> _EXERCISE_: Can you extract every line of the entries that contains the string "stem"? Case counts.
--*--
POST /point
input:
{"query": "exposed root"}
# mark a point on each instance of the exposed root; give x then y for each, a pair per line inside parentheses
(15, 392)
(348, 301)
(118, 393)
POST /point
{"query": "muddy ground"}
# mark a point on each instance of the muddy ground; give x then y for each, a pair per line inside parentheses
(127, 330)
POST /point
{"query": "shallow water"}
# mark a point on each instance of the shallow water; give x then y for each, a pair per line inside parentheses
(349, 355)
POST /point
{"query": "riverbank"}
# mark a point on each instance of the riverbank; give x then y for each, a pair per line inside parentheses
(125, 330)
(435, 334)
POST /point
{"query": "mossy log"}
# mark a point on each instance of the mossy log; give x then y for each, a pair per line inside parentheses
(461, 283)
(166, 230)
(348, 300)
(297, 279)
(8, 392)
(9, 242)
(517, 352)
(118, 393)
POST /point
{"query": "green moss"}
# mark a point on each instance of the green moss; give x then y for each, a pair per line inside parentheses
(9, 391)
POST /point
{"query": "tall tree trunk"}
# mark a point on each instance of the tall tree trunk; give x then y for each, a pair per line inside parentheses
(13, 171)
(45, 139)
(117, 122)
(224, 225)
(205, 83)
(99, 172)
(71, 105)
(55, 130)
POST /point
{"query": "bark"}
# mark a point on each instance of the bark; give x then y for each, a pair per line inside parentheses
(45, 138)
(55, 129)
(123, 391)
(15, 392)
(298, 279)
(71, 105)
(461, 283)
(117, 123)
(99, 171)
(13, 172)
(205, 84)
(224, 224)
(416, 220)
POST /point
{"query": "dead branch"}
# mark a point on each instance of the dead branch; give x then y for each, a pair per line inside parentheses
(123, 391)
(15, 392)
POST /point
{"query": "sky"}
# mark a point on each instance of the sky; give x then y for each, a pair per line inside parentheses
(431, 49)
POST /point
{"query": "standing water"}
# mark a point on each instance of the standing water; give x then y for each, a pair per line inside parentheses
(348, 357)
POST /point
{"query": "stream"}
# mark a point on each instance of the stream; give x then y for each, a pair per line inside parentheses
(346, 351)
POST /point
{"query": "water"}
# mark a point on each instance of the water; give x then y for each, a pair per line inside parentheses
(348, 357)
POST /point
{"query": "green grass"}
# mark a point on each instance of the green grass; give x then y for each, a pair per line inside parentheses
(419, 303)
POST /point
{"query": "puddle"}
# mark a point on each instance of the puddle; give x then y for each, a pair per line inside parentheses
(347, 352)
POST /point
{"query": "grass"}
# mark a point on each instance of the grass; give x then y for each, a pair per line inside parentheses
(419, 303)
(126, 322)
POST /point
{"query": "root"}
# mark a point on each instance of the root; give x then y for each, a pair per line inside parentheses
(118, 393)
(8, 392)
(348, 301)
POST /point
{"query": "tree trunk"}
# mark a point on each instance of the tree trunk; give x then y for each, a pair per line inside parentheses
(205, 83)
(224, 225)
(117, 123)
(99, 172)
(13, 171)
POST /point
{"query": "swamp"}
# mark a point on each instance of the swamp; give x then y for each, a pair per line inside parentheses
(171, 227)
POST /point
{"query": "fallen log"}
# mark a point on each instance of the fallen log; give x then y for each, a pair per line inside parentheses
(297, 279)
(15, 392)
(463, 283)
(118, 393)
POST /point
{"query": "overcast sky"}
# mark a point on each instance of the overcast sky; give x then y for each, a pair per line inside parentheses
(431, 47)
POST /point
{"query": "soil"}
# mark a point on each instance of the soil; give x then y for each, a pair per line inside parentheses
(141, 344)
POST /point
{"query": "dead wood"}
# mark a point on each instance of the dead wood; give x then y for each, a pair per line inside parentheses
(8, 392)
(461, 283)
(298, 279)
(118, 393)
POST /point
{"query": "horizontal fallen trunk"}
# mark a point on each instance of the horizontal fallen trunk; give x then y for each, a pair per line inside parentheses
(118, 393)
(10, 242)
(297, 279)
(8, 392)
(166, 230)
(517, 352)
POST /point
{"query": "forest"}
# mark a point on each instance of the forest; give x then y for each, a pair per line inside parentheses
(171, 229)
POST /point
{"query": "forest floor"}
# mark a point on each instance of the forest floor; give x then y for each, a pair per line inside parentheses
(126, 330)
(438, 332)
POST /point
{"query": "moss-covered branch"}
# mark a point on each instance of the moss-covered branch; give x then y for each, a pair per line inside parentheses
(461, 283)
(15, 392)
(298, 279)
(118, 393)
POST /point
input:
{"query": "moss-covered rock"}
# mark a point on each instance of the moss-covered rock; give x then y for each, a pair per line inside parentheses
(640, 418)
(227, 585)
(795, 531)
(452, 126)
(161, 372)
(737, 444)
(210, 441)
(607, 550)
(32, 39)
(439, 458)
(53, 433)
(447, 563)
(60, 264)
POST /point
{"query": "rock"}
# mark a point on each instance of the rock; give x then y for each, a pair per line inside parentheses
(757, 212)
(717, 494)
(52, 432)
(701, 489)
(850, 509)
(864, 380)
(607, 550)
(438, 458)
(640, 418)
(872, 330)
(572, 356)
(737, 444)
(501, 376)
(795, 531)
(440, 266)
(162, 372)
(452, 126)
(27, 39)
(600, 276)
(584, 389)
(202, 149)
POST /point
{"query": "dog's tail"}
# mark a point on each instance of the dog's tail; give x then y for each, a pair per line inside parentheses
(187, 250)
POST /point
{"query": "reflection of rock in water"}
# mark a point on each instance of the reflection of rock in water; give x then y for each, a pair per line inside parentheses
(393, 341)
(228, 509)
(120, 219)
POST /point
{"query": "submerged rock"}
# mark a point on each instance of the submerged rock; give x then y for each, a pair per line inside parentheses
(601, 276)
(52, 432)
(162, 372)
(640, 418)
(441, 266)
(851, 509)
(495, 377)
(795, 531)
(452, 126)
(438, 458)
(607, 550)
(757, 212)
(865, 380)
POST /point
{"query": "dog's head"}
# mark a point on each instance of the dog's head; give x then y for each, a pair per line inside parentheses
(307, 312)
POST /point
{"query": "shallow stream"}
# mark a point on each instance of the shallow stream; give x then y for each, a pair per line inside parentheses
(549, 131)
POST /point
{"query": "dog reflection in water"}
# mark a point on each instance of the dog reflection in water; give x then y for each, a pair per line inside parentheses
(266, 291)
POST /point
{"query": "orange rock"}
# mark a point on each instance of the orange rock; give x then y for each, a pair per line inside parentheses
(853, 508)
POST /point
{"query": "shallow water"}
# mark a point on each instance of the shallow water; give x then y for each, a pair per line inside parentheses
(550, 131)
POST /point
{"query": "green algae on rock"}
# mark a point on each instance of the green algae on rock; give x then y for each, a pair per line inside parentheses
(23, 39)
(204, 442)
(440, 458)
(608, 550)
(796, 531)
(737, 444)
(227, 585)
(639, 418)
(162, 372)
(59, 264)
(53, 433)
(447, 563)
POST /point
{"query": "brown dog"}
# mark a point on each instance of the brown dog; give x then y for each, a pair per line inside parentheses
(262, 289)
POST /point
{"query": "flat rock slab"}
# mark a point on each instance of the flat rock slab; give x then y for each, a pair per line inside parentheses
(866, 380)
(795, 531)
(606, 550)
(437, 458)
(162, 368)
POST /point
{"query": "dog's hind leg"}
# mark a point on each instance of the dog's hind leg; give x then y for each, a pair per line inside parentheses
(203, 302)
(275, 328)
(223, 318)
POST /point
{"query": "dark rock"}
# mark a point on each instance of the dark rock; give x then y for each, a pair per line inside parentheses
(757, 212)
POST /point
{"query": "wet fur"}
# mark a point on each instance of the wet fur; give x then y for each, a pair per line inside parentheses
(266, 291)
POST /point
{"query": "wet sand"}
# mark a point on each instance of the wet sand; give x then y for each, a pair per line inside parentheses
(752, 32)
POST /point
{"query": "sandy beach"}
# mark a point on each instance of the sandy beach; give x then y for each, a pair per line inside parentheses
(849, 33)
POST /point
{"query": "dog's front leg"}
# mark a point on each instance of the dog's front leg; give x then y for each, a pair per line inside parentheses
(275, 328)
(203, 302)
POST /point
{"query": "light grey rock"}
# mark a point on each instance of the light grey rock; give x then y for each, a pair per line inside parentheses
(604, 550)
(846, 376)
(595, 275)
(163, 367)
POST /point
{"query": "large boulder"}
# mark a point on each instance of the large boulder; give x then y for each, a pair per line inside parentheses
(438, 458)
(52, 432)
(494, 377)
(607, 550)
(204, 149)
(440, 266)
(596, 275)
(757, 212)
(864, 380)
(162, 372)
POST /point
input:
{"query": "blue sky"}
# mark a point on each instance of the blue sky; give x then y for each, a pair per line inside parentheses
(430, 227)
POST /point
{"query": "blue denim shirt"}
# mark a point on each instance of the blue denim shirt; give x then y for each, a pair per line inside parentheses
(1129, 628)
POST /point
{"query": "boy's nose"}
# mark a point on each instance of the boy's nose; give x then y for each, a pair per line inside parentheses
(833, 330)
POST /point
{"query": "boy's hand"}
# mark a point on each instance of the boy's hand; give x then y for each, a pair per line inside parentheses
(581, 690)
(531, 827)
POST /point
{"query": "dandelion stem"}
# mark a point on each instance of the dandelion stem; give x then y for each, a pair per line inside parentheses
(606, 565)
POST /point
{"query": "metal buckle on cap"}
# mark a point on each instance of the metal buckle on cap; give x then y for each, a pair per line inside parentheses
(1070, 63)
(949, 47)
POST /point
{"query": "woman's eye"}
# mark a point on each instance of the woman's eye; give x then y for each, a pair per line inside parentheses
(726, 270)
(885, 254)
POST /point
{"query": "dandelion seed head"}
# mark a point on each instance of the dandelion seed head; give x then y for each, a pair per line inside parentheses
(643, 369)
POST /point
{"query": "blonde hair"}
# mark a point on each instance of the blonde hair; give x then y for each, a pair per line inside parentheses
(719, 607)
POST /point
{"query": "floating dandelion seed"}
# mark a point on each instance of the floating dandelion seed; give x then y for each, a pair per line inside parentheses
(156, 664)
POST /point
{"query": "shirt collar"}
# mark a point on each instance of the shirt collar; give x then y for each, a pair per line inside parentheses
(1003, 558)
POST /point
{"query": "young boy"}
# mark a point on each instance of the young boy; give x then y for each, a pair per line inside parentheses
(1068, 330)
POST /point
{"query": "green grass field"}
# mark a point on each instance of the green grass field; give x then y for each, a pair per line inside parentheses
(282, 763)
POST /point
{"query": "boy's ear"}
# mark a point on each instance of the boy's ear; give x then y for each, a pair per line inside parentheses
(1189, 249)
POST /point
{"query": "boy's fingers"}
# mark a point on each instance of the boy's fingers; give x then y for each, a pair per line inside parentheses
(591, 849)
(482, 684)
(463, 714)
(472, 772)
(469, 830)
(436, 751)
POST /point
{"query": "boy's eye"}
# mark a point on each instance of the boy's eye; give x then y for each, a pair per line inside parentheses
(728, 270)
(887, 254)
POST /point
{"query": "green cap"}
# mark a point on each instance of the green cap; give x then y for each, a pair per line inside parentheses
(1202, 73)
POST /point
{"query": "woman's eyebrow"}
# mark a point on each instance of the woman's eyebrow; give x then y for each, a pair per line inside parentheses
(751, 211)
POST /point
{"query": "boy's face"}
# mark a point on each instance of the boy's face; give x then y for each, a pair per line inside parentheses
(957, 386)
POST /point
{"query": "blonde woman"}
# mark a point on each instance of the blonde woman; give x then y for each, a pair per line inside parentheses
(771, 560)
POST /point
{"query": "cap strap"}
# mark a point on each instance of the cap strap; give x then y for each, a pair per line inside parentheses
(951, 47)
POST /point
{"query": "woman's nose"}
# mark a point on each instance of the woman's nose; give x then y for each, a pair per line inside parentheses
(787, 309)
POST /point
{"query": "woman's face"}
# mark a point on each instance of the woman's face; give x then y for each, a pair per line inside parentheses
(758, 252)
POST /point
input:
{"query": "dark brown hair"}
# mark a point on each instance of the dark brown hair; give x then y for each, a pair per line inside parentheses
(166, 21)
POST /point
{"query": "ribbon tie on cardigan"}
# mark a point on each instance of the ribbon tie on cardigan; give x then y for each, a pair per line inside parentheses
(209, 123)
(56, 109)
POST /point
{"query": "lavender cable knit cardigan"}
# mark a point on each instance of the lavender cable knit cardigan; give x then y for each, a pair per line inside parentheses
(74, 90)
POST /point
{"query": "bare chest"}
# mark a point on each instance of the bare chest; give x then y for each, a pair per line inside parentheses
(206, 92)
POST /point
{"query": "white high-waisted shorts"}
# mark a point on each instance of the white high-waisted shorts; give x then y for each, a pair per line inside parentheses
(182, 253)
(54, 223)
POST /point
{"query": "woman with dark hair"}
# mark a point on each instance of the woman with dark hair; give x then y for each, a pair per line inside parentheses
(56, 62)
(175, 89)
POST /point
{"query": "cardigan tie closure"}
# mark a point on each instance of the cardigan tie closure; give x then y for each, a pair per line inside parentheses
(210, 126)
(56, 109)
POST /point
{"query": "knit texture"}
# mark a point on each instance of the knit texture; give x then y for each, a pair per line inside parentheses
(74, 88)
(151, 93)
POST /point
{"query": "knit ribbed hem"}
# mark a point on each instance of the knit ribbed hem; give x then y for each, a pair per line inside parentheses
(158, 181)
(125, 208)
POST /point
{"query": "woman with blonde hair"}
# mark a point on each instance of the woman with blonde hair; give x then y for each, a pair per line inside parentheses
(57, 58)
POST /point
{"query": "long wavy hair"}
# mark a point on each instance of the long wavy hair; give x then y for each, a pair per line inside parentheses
--*--
> _EXPECTED ANSWER_:
{"query": "dandelion stem"}
# mark a point on each instance of the dandelion stem; give x then y for each, a pair per line inside parentheses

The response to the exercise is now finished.